Short exercise
Write out every line of these records word for word, but leave out the pictures.

Pointing and labeling entries
=-=-=-=-=
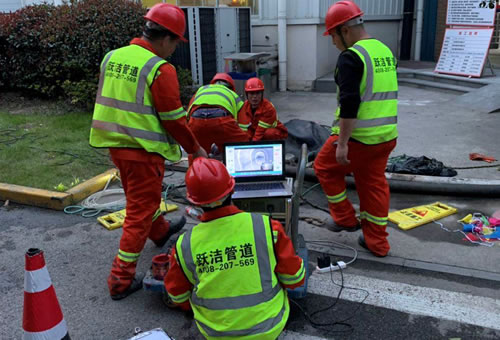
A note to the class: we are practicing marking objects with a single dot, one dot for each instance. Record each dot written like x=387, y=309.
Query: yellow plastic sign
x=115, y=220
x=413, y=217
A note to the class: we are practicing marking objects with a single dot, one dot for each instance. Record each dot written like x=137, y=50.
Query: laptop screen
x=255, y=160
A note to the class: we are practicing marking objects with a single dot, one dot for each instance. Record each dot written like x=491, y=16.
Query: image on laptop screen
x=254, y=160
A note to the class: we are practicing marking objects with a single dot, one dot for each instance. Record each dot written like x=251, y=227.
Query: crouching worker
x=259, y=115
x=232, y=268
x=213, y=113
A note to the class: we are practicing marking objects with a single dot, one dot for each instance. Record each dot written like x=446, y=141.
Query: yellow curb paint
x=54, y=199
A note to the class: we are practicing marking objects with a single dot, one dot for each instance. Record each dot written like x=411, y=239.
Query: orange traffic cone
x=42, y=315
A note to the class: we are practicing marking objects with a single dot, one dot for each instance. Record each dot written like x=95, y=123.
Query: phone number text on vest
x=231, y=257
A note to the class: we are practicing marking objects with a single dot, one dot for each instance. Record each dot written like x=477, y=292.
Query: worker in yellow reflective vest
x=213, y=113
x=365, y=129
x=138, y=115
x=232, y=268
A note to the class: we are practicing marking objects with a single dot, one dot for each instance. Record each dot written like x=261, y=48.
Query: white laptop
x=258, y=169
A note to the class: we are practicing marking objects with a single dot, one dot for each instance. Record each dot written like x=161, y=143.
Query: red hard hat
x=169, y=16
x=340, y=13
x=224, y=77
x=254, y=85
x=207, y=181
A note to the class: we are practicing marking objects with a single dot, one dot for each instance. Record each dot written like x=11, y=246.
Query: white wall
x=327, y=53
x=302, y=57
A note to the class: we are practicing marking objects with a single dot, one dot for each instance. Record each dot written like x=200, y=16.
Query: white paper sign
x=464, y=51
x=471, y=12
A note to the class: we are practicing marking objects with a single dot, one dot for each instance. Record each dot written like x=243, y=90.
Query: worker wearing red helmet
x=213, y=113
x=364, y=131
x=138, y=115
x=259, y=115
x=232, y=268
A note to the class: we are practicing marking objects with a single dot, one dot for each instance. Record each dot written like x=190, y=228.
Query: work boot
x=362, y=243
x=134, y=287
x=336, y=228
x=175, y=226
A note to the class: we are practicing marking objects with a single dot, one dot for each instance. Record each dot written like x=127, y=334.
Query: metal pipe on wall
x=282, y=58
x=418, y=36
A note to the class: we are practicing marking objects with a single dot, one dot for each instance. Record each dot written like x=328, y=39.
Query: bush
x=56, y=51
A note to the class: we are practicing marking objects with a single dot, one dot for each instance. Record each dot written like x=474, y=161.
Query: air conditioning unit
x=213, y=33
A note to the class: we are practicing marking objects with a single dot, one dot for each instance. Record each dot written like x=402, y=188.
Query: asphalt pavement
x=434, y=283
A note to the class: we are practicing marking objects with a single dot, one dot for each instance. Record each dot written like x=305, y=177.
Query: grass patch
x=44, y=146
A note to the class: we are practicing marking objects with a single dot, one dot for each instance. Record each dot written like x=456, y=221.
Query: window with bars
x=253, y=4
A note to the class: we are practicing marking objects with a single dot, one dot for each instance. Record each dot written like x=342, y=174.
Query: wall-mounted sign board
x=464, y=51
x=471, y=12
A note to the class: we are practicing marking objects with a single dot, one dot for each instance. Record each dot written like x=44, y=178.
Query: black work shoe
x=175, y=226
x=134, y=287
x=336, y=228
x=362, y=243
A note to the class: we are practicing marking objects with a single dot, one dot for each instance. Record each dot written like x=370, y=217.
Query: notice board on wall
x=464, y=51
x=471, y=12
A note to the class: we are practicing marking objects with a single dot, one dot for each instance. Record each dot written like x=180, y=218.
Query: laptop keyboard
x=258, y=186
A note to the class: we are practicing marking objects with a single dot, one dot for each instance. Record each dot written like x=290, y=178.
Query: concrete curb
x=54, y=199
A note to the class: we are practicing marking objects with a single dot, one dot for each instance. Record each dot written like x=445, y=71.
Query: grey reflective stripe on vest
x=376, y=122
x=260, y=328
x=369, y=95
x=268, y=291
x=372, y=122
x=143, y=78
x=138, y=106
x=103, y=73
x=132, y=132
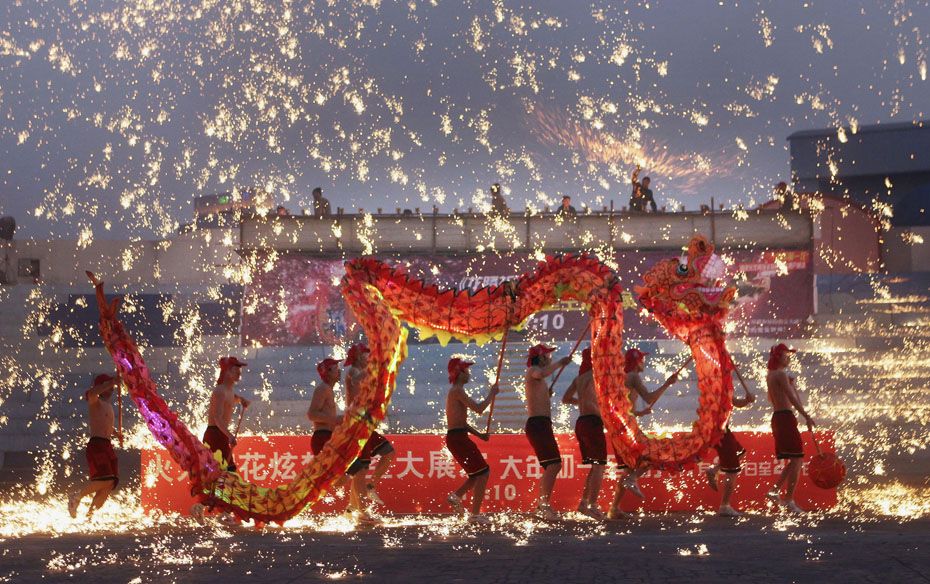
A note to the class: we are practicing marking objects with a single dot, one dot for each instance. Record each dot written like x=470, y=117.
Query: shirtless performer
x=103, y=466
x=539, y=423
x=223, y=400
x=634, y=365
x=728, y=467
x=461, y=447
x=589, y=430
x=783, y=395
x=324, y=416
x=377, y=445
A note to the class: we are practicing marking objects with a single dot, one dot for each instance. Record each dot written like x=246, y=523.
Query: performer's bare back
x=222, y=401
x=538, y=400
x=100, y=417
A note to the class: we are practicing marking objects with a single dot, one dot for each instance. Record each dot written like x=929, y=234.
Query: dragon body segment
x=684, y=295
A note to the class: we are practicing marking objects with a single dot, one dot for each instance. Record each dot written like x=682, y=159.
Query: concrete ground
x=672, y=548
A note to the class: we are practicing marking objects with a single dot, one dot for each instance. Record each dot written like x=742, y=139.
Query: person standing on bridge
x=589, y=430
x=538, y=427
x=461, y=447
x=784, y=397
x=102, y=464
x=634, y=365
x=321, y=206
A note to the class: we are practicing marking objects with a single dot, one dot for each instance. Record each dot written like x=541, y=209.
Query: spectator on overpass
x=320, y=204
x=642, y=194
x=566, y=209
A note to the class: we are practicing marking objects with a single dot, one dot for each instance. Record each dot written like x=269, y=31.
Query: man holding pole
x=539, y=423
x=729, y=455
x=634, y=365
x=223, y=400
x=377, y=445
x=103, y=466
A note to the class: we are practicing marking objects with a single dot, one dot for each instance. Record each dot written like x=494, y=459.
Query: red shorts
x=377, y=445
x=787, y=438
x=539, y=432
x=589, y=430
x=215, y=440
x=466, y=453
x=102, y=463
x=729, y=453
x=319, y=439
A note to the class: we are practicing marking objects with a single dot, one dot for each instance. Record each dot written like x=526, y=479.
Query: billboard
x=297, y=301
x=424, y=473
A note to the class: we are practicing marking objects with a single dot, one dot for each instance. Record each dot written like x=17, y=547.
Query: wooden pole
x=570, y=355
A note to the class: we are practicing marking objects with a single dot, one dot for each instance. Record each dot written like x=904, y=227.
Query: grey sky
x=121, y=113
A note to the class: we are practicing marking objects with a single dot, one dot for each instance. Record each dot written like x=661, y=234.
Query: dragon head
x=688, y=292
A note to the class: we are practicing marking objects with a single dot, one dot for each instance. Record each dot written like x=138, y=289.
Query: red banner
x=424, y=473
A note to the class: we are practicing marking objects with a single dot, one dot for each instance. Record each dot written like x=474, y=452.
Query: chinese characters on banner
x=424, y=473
=-=-=-=-=
Answer for this exercise
A note to the class: we are practicing marking objects with a single dot, one dot for each instance. Record each dot written like x=387, y=309.
Query: yellow plastic sign
x=115, y=220
x=413, y=217
A note to the class: we are practicing marking objects with a single dot, one dot for each instance. Record each dot written like x=137, y=50.
Query: laptop screen
x=255, y=160
A note to the class: we are practicing marking objects with a single dot, one dot for each instance. Record each dot written like x=491, y=16.
Query: image on laptop screen
x=254, y=160
A note to the class: we are practicing marking objects with a single dot, one dot for each instance. Record each dot written like x=251, y=227.
Query: crouching worker
x=259, y=115
x=232, y=268
x=213, y=113
A note to the class: we are practicing marking objects with a single dot, one dot for each instance. Record each dot written like x=446, y=141.
Query: yellow curb paint
x=54, y=199
A note to the class: we are practicing marking objects with a single dot, one dot for each instance. Record each dot written like x=411, y=239.
Query: orange traffic cone
x=42, y=315
A note to the class: we are practicing marking objects with a single dot, one dot for each instance. Record each dot written like x=95, y=123.
Query: phone number text on vest
x=231, y=257
A note to the class: we are practicing marking objects with a single dot, one dot for each instance. Record each dot written like x=477, y=292.
Query: worker in yellow reflective vest
x=213, y=113
x=365, y=129
x=138, y=115
x=232, y=268
A note to the class: we are practicing marking objects with a single dot, one dot for each instance. Record each dot written like x=261, y=48.
Query: white laptop
x=258, y=169
A note to the class: we are practicing marking objects with a single dot, one dot for each instance. Record each dot written like x=161, y=143.
Query: red hard hat
x=169, y=16
x=340, y=13
x=224, y=77
x=254, y=85
x=207, y=181
A note to the class: we are practicing marking objects with a single dot, one dot for each instance. Record each dot written like x=11, y=246.
Query: white wall
x=327, y=53
x=302, y=57
A note to the class: we are practicing marking objects with a single dot, one dot for each instance. Record each dot written like x=200, y=16.
Query: white paper sign
x=464, y=51
x=471, y=12
A note to the class: we are practicing marking objects with a single dot, one dot for each instance. Record each dot written like x=243, y=90.
Query: worker wearing red helmet
x=213, y=113
x=364, y=131
x=138, y=115
x=259, y=115
x=232, y=268
A note to the class: we are practicing marking objects with a single dot, one dot for each instance. Record each dot written like x=190, y=228.
Query: work boot
x=362, y=243
x=134, y=287
x=336, y=228
x=175, y=226
A note to the class: we are practicing marking objects with a single dot, one dot for each instance. Record each dot written like x=127, y=334.
Query: metal pipe on wall
x=282, y=58
x=418, y=36
A note to the class: we are practicing marking objects with a single dot, one dot for each instance. Record each dot written like x=328, y=39.
Query: bush
x=56, y=51
A note to the class: we are practicing marking objects with a single dot, one dot for each instance. Record each dot written like x=474, y=161.
Query: air conditioning unit
x=213, y=33
A note to the class: we are practicing marking objects with a single dot, one dot for each instance. Record each dot written like x=402, y=188.
Query: asphalt pavement
x=434, y=283
A note to the class: we are practicing marking objects with a single dot, one dot for each instance. Record each dot written like x=305, y=177.
Query: grass patch
x=44, y=146
A note to the class: we are practicing marking objects with a single dot, one dot for each instance. Record each dot written like x=456, y=221.
Query: window with bars
x=253, y=4
A note to the class: we are practicing marking objects with a single dot, one dot for each instance. Record each dot written like x=342, y=174.
Query: wall-mounted sign board
x=464, y=51
x=471, y=12
A note to the class: we are practicing marking objects with a single dot, one dot for each instance. Record each dot written like x=44, y=178.
Query: black work shoe
x=175, y=226
x=134, y=287
x=336, y=228
x=362, y=243
A note to the class: we are practicing marking objects with a single dot, one dot for each instance. Record each dot written like x=370, y=217.
Query: notice board on wall
x=464, y=51
x=471, y=12
A note to the class: we are practicing marking objects with a single dot, one dot for each instance. Record each dot written like x=180, y=218.
Query: laptop keyboard
x=258, y=186
A note to the class: we are practicing marking objects with a single dot, one dot for each instance. Record each dot written like x=290, y=178.
Query: concrete curb
x=54, y=199
A note to the class: we are practicing marking objects with a single dot, one dot for each instance. Record each dot written like x=445, y=71.
Query: grey reflective stripe on vest
x=376, y=122
x=260, y=328
x=369, y=95
x=268, y=291
x=372, y=122
x=143, y=78
x=138, y=106
x=103, y=73
x=132, y=132
A note to the class: we are practicing marking objects with a single dot, one dot for each instance. Record each dot written like x=470, y=117.
Query: shirtless performer
x=103, y=466
x=539, y=423
x=223, y=400
x=634, y=365
x=728, y=467
x=461, y=447
x=589, y=430
x=783, y=395
x=324, y=416
x=377, y=445
A note to the class: we are practicing marking objects with a single dot, one dot for each instance. Record each dot written like x=246, y=523.
Query: performer's bare back
x=222, y=401
x=538, y=400
x=100, y=417
A note to the class: we are practicing marking objects with a single dot, one dot for each instance. Record each dot written like x=929, y=234.
Query: dragon body segment
x=684, y=295
A note to the class: we are practicing marking objects with a single dot, one dot for each instance. Record each dot written like x=682, y=159.
Query: concrete ground
x=672, y=548
A note to the class: we are practicing marking objects with a single dot, one dot for each instance. Record each dot written like x=742, y=139.
Query: person standing on bridge
x=589, y=430
x=538, y=427
x=461, y=447
x=784, y=397
x=102, y=464
x=634, y=365
x=321, y=206
A note to the class: we are practicing marking objects with a single dot, one dot for each instance. Record each dot written like x=541, y=209.
Query: spectator on overpass
x=320, y=204
x=642, y=194
x=566, y=209
A note to the class: we are practicing marking objects with a single dot, one dot for each instance. Record each dot written like x=269, y=31.
Query: man holding pole
x=539, y=423
x=729, y=455
x=634, y=365
x=223, y=400
x=377, y=445
x=103, y=466
A note to the class: we are practicing marking objects with a single dot, one dot for each instance. Record each dot written like x=494, y=459.
Query: red shorts
x=377, y=445
x=787, y=438
x=539, y=432
x=589, y=430
x=215, y=440
x=466, y=453
x=102, y=463
x=729, y=453
x=319, y=439
A note to the class: we are practicing marking objects with a single dot, one dot for each instance. Record each dot written like x=526, y=479.
Query: billboard
x=297, y=301
x=424, y=473
A note to the class: we are practicing marking objects with a single dot, one dot for each instance. Record each dot written like x=17, y=547.
Query: wooden pole
x=570, y=355
A note to the class: we are practicing marking objects with a single dot, one dot for each instance. Record each dot written like x=904, y=227.
Query: grey sky
x=121, y=113
A note to the class: we are practicing marking objects with a single dot, one dot for each instance. Record each dot written like x=661, y=234.
Query: dragon head
x=688, y=292
A note to the class: we are practicing marking objects with a single dot, one dot for each instance. Record each dot written like x=138, y=289.
Query: red banner
x=424, y=473
A note to the class: we are practicing marking objects with a single dot, one dot for each instance. Record each dot written like x=474, y=452.
Query: chinese characters on banner
x=424, y=473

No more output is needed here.